### WHAT TO WORK ON
The line containing "Put a single dot on each instance of the bird's left" marks the start; return it and every line after it in the listing below, exactly, through the last.

<<<<

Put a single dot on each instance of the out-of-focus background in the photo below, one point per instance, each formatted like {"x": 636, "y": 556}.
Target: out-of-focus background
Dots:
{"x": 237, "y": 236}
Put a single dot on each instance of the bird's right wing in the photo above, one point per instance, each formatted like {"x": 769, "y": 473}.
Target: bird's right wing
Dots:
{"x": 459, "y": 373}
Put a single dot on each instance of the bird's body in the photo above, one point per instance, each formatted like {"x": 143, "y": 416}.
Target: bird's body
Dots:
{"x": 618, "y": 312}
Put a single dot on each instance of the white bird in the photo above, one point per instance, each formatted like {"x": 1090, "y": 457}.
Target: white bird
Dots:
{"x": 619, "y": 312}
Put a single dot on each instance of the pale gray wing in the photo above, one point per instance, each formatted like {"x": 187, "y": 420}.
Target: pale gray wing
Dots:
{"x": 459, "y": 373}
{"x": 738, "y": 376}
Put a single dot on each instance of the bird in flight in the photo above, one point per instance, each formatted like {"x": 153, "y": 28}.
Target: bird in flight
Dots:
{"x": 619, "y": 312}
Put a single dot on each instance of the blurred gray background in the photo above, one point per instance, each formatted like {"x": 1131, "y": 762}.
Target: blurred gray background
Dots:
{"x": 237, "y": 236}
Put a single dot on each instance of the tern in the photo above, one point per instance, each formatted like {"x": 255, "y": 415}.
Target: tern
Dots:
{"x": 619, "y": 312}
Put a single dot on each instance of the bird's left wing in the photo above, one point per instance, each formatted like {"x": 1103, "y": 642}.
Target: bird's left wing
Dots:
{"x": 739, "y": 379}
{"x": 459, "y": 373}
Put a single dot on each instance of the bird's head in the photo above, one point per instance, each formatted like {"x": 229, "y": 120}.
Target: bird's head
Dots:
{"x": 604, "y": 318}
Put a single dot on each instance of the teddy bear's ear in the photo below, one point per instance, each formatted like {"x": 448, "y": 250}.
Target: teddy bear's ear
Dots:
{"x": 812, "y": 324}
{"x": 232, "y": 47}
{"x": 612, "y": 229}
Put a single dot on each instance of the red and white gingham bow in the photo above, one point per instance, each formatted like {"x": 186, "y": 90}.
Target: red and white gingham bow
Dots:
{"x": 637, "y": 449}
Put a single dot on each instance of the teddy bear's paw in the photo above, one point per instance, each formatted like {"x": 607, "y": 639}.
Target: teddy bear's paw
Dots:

>>>>

### SOLUTION TO THE EXERCISE
Put a single dot on each instance of the bird's left wing in the photo above, one point per instance, each formatted like {"x": 1103, "y": 642}.
Target: bird's left wing
Dots:
{"x": 739, "y": 379}
{"x": 459, "y": 373}
Put a single dot on each instance of the bird's head in the photo above, one point per instance, each formatted like {"x": 229, "y": 120}.
Target: bird's head
Dots:
{"x": 604, "y": 318}
Put a single dot on each instance of the teddy bear's ear in the photo below, one point per instance, each formatted like {"x": 448, "y": 250}.
Target: teddy bear's ear
Dots:
{"x": 812, "y": 324}
{"x": 232, "y": 47}
{"x": 612, "y": 229}
Put a single dot on each instance of the red and white gingham bow in the photo above, one point per instance, each formatted like {"x": 186, "y": 90}.
Target: red and white gingham bow
Dots:
{"x": 637, "y": 449}
Put a single dot on each instance of the teddy bear's paw in the photo above, one point per instance, each formatted like {"x": 607, "y": 639}.
Target: teddy bear's paw
Dots:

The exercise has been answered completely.